* [EXERCISE TASKS]
A: Decide whether each statement below agrees with the abstract on seasonal timing. Answer yes or no for each, and quote the words of the abstract that settle it.
(i) Melatonin is produced at night by the pineal gland.
(ii) The melatonin signal lasts longer in summer than in winter.
(iii) EYA3 is rapidly activated by short photoperiods.
B: Resume the abstract on epigenetic control of seasonal timing, starting right after its final sentence.

(PASSAGE SHOWN begins)

Epigenetic control of seasonal timing

Lead Research Organisation: University of Edinburgh
Department Name: The Roslin Institute

Abstract

Animals inhabiting seasonal environments need to adapt their physiology to survive to anticipate environmental change. To achieve this, sophisticated internal clockworks have evolved which drives annual cycles of behaviour and physiology. These can free-run in constant conditions ("circannual" rhythms) and are synchronised to the environment by a brain hormone Melatonin (MEL), produced at night from the pineal gland, the activity of which is regulated by the light-dark cycle. Accordingly, MEL targets are exposed to seasonal changes in duration of the MEL signal - long in winter and short in summer. The MEL signal acts on hormone secreting circuits (neuroendocrine), which in turn drive annual reproductive and metabolic cycles.

MEL acts on targets sites in a specific region at the base of the brain in the pituitary gland called the pars tuberalis (PT), which acts as a seasonal conductor - controlling hormone secretion such as prolactin (a hair growth regulator) in the main pituitary gland, and also within another immediately adjacent brain structure in the hypothalamus, where it regulates the thyroid hormone levels, controlling seasonal reproduction and metabolic cycles. We discovered a key gene regulating long-photoperiod (LP) responses in the PT called EYA3 which is rapidly activated by LP's and acts as a switch mechanism driving hypothalamic thyroid hormone changes.

(PASSAGE SHOWN ends)
(ENTRIES SHOWN begins)

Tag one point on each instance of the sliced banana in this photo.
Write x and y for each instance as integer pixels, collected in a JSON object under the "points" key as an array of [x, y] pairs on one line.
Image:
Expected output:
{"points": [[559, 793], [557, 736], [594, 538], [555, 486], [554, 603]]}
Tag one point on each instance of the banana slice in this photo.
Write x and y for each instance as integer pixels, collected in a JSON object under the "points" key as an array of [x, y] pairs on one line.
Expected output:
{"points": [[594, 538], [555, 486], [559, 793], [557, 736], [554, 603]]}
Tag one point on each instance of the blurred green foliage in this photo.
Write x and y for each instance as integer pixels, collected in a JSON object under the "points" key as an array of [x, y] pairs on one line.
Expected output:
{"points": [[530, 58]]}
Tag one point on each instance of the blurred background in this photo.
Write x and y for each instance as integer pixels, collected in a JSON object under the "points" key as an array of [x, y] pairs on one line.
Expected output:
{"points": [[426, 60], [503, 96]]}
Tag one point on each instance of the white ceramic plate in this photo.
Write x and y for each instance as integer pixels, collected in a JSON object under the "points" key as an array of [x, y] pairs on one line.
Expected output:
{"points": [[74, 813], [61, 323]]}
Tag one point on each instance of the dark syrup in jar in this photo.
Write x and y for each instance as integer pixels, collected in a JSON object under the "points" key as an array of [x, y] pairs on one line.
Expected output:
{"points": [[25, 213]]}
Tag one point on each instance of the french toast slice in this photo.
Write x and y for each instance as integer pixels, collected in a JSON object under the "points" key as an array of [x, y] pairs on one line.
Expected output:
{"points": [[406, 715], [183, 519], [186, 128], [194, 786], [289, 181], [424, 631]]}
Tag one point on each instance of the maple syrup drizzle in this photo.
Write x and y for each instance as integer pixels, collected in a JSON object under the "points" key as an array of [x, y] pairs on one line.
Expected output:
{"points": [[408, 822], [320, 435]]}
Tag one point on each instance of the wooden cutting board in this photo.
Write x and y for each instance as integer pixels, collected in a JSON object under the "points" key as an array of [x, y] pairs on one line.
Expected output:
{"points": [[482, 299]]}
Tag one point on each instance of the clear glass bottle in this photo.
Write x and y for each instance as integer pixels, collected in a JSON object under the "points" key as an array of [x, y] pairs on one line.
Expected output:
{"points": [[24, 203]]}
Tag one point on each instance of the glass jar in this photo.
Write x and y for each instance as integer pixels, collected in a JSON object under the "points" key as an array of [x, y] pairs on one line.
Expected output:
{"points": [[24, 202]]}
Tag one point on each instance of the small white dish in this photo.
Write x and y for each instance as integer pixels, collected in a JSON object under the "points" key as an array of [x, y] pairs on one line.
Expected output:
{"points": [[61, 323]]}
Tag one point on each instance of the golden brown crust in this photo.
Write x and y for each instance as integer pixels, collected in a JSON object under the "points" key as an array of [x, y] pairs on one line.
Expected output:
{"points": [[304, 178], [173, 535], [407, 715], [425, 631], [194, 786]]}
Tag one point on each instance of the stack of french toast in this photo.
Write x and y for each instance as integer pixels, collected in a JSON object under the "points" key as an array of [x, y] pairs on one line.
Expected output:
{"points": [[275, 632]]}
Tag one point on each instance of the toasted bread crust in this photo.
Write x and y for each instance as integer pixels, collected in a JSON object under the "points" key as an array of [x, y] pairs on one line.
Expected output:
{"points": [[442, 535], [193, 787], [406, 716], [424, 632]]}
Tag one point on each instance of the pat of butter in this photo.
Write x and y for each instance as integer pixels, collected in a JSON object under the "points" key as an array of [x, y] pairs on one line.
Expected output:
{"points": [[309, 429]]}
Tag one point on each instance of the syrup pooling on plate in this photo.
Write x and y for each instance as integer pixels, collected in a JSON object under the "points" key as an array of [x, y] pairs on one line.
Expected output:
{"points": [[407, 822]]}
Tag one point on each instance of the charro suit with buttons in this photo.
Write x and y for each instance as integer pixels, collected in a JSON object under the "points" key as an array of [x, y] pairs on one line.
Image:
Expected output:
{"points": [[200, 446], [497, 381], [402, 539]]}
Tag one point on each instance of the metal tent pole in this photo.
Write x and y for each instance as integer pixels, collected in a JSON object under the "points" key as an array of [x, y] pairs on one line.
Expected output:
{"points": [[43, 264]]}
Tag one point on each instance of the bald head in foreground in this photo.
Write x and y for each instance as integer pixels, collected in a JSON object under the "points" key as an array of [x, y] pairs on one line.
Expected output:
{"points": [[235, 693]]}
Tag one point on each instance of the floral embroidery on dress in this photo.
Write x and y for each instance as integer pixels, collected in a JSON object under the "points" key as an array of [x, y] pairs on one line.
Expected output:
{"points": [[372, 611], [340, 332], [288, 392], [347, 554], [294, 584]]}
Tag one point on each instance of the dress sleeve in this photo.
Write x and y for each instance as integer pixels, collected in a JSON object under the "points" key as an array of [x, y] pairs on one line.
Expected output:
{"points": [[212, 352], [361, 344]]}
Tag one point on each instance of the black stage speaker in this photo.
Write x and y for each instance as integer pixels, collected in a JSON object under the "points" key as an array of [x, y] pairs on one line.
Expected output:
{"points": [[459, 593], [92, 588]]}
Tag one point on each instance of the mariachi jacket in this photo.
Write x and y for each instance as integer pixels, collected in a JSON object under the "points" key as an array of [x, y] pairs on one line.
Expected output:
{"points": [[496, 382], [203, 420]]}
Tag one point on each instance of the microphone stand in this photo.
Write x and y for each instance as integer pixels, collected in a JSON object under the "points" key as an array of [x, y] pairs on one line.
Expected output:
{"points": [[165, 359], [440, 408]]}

(ENTRIES SHOWN ends)

* [ANSWERS TO THE EXERCISE]
A:
(i) Yes: "produced at night from the pineal gland"
(ii) No: "long in winter and short in summer"
(iii) No: "We discovered a key gene regulating long-photoperiod (LP) responses in the PT called EYA3 which is rapidly activated by LP's"

B:
We have also discovered many genes in the PT are regulated by a process called DNA methylation. Methylation suppresses activity of genes and is essential to the function of normal cells. Our studies show that both de-methylation - removal of the suppressive imprint - and methylation - imposition of the imprint - are remarkably dynamic. So much so, that each night MEL induces changes affecting the methylated state of over 1000 genes. Such DNA modifications are termed epigenetic - heritable changes caused by mechanisms other than changes in the underlying DNA sequence, and are crucial in many diseases, but also underpins normal physiology including ageing and differentiation of stem cells.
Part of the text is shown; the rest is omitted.